Records
(begin)
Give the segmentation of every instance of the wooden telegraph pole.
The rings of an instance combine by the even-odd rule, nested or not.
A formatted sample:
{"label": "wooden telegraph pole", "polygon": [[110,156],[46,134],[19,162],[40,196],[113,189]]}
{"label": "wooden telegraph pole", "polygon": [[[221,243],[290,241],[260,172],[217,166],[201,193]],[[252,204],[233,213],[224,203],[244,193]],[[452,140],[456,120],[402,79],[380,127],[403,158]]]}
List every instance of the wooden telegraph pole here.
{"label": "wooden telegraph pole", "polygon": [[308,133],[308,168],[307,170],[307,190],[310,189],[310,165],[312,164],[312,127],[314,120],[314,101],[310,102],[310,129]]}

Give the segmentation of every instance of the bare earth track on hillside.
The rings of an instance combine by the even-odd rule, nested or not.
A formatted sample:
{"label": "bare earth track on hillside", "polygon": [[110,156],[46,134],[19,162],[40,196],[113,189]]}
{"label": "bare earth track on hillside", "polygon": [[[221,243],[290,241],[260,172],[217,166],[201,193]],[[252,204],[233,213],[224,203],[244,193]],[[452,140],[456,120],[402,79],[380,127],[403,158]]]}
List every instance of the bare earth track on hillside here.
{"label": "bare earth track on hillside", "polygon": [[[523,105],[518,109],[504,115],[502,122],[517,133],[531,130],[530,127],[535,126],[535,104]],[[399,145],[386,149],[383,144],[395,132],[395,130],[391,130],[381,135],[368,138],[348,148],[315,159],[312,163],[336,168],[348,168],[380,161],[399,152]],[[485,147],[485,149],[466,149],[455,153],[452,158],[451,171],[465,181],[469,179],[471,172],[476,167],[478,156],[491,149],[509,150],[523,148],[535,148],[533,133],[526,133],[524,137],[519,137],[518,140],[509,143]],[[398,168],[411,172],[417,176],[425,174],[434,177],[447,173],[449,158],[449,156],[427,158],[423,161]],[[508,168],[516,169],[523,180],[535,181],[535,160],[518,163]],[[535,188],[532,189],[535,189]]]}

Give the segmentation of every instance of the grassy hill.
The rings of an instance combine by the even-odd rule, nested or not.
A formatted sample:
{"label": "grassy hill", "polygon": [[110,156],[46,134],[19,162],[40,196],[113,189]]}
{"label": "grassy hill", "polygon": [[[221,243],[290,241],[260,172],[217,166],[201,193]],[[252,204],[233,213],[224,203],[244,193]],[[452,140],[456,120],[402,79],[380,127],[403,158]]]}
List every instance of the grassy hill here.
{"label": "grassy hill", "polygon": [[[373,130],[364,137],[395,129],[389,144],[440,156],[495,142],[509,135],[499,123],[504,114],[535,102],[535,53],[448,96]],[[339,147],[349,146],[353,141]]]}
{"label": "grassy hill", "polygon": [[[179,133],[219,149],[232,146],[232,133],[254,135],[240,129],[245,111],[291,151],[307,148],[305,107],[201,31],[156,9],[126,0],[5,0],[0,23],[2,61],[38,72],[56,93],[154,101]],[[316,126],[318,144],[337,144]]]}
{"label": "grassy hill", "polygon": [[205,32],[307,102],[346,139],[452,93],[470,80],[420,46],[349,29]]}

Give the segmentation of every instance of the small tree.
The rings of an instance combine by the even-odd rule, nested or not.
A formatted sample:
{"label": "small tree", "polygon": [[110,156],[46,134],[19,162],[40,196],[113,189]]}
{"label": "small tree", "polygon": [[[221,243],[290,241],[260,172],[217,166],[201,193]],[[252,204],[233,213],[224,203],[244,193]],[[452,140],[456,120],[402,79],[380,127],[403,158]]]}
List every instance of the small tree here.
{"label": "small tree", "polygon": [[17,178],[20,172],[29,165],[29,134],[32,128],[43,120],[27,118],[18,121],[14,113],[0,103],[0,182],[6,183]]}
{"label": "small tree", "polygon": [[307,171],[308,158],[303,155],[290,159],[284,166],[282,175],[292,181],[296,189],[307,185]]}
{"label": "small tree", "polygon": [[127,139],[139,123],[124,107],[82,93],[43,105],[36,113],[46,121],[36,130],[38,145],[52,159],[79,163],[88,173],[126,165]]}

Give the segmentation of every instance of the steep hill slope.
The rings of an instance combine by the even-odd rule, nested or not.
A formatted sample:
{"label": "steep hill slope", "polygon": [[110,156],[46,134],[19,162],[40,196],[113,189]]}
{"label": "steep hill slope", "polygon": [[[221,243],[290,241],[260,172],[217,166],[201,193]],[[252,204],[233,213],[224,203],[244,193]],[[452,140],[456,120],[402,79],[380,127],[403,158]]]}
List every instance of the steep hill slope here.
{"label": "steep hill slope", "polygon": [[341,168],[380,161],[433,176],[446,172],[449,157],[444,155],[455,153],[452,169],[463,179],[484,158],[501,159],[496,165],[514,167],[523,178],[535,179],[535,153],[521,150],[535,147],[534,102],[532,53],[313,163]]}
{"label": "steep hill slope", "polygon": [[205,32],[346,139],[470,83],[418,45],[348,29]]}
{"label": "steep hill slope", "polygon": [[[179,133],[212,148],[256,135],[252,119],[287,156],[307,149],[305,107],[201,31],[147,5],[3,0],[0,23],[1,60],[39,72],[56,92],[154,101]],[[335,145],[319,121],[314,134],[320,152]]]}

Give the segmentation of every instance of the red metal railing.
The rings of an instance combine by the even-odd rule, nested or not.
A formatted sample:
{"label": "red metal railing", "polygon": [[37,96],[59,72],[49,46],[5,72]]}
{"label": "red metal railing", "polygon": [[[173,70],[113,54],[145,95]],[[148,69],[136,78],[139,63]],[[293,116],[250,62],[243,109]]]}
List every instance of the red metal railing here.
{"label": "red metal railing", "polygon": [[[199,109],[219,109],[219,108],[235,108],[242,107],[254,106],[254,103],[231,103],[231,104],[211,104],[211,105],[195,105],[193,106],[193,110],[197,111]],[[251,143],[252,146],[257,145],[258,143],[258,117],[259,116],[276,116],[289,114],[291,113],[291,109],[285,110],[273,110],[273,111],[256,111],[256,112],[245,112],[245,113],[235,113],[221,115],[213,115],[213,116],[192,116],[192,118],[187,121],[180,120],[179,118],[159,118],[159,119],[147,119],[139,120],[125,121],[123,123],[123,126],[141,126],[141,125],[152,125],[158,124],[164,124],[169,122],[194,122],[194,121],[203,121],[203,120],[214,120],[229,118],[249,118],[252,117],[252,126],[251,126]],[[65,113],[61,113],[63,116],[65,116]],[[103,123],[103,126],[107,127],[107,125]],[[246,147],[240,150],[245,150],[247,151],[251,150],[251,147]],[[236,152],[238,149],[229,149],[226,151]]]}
(end)
Can you copy out all of the records above, line for line, without changing a single character?

Give the segmentation of every instance of the wooden telegraph pole.
The rings of an instance combine by the even-odd rule, nested or not.
A formatted sample:
{"label": "wooden telegraph pole", "polygon": [[110,156],[46,134],[19,162],[40,196],[113,189]]}
{"label": "wooden telegraph pole", "polygon": [[[221,243],[290,241],[260,172],[217,166],[201,193]],[[252,204],[233,213],[224,203],[244,193]],[[452,140],[456,120],[402,79],[380,127],[403,158]]]}
List every instance of the wooden telegraph pole here.
{"label": "wooden telegraph pole", "polygon": [[308,133],[308,168],[307,170],[307,190],[310,189],[310,165],[312,164],[312,127],[314,120],[314,101],[310,102],[310,129]]}

Give the segmentation of every instance of the bare earth track on hillside.
The rings of an instance combine by the even-odd rule, nested or not.
A formatted sample:
{"label": "bare earth track on hillside", "polygon": [[110,156],[46,134],[19,162],[40,196],[113,189]]}
{"label": "bare earth track on hillside", "polygon": [[[221,243],[290,241],[260,172],[217,166],[201,193]],[[252,204],[233,213],[224,203],[244,193]],[[452,140],[456,120],[402,79],[380,127],[403,158]]]}
List every instance of the bare earth track on hillside here.
{"label": "bare earth track on hillside", "polygon": [[[523,105],[518,109],[504,115],[502,122],[517,133],[531,130],[530,127],[535,126],[535,104]],[[399,145],[386,149],[383,144],[395,132],[395,130],[391,130],[381,135],[368,138],[348,148],[315,159],[312,163],[336,168],[348,168],[380,161],[399,152]],[[485,147],[485,149],[466,149],[455,153],[452,158],[451,171],[465,181],[469,179],[471,172],[476,167],[478,156],[491,149],[509,150],[523,148],[535,148],[533,133],[526,133],[524,137],[519,137],[518,140],[509,143]],[[398,168],[411,172],[417,176],[425,174],[434,177],[447,173],[449,158],[449,156],[427,158],[423,161]],[[508,168],[516,169],[523,180],[535,181],[535,160],[518,163]],[[535,188],[532,189],[535,189]]]}

Give the segmentation of every instance of the grassy hill.
The rings of an instance combine by the even-odd rule, nested or not.
A formatted sample:
{"label": "grassy hill", "polygon": [[110,156],[46,134],[19,162],[40,196],[113,189]]}
{"label": "grassy hill", "polygon": [[[221,243],[290,241],[260,172],[217,166],[201,193]],[[252,204],[233,213],[224,203],[244,193]],[[452,140],[456,120],[402,79],[380,127],[403,158]]]}
List every instance of the grassy hill here.
{"label": "grassy hill", "polygon": [[[373,130],[364,137],[395,129],[389,144],[440,156],[495,142],[509,135],[499,123],[504,114],[535,102],[535,53],[448,96]],[[339,147],[349,146],[353,141]]]}
{"label": "grassy hill", "polygon": [[[179,133],[219,149],[232,146],[232,133],[254,135],[240,129],[245,111],[291,151],[307,148],[305,107],[201,31],[156,9],[126,0],[5,0],[0,23],[2,61],[38,72],[56,93],[154,101]],[[316,126],[318,144],[337,144]]]}
{"label": "grassy hill", "polygon": [[205,32],[307,102],[346,139],[452,93],[470,80],[420,46],[349,29]]}

Give the segmentation of every instance of the small tree.
The rings of an instance combine by the even-odd rule, nested or not.
A formatted sample:
{"label": "small tree", "polygon": [[110,156],[46,134],[19,162],[40,196],[113,189]]}
{"label": "small tree", "polygon": [[[221,243],[290,241],[260,172],[217,166],[201,193]],[[252,204],[233,213],[224,203],[244,193]],[[452,140],[456,120],[402,79],[380,127],[403,158]]]}
List every instance of the small tree here.
{"label": "small tree", "polygon": [[17,178],[20,172],[29,165],[29,134],[32,128],[43,120],[27,118],[18,121],[14,113],[0,103],[0,182],[6,183]]}
{"label": "small tree", "polygon": [[307,171],[308,158],[303,155],[290,159],[284,166],[282,175],[292,181],[296,189],[307,185]]}
{"label": "small tree", "polygon": [[127,139],[139,123],[124,107],[82,93],[43,105],[36,113],[46,121],[36,130],[38,145],[52,159],[79,163],[88,173],[126,165]]}

Give the segmentation of every instance of the steep hill slope.
The rings of an instance combine by the even-odd rule, nested or not.
A formatted sample:
{"label": "steep hill slope", "polygon": [[110,156],[46,134],[19,162],[40,196],[113,189]]}
{"label": "steep hill slope", "polygon": [[[221,243],[290,241],[260,172],[217,166],[201,193]],[[252,204],[233,213],[224,203],[244,193]],[[452,140],[456,120],[402,79],[380,127],[403,158]]]}
List every instance of the steep hill slope here.
{"label": "steep hill slope", "polygon": [[341,168],[380,161],[433,176],[446,172],[449,157],[444,155],[455,153],[452,169],[463,179],[484,158],[501,159],[496,165],[514,167],[523,178],[535,179],[535,153],[521,150],[535,147],[534,102],[532,53],[313,163]]}
{"label": "steep hill slope", "polygon": [[205,32],[346,139],[470,83],[418,45],[348,29]]}
{"label": "steep hill slope", "polygon": [[[179,133],[212,148],[256,135],[252,119],[287,156],[307,149],[305,107],[201,31],[147,5],[3,0],[0,23],[1,60],[39,72],[56,92],[154,101]],[[335,145],[319,121],[314,134],[320,152]]]}

Give the segmentation of every instance of the red metal railing.
The rings of an instance combine by the even-odd rule, nested or not.
A formatted sample:
{"label": "red metal railing", "polygon": [[37,96],[59,72],[49,46],[5,72]]}
{"label": "red metal railing", "polygon": [[[173,70],[113,54],[145,95]],[[148,69],[136,78],[139,63]],[[293,116],[250,62],[243,109]]]}
List every instance of the red metal railing here.
{"label": "red metal railing", "polygon": [[[199,109],[219,109],[219,108],[235,108],[242,107],[254,106],[254,103],[231,103],[231,104],[211,104],[211,105],[195,105],[193,106],[193,110],[197,111]],[[251,143],[252,146],[257,145],[258,143],[258,117],[259,116],[276,116],[289,114],[291,113],[291,109],[285,110],[273,110],[273,111],[256,111],[256,112],[245,112],[245,113],[235,113],[221,115],[213,115],[213,116],[192,116],[192,118],[187,121],[180,120],[179,118],[159,118],[159,119],[147,119],[139,120],[125,121],[123,123],[123,126],[141,126],[141,125],[152,125],[158,124],[164,124],[169,122],[194,122],[194,121],[203,121],[203,120],[214,120],[229,118],[249,118],[252,117],[252,126],[251,126]],[[65,113],[61,113],[63,116],[65,116]],[[103,123],[103,126],[107,127],[107,125]],[[246,147],[240,150],[245,150],[247,151],[251,150],[251,147]],[[236,152],[238,149],[229,149],[226,151]]]}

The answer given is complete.